Activity => The data is to be set down once more, exactly as it reads.

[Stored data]
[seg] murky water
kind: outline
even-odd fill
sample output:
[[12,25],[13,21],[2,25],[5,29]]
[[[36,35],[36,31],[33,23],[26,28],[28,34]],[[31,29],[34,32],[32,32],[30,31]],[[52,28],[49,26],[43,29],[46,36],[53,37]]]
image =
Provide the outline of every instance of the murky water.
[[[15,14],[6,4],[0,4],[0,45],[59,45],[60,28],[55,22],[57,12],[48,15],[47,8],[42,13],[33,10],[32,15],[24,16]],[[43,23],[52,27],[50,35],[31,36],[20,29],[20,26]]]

Solved problem =>
[seg] murky water
kind: outline
even-odd fill
sample output:
[[12,25],[13,21],[2,25],[5,29]]
[[[36,35],[36,31],[33,23],[26,28],[28,34]],[[31,29],[34,32],[32,32],[30,31]],[[52,28],[49,26],[43,29],[46,36],[53,37]]]
image =
Provide the outline of every instance of the murky water.
[[[15,14],[6,4],[0,4],[0,45],[59,45],[60,28],[55,22],[57,12],[48,15],[47,8],[42,13],[33,10],[32,15],[24,16]],[[43,23],[52,27],[50,35],[31,36],[20,29],[20,26]]]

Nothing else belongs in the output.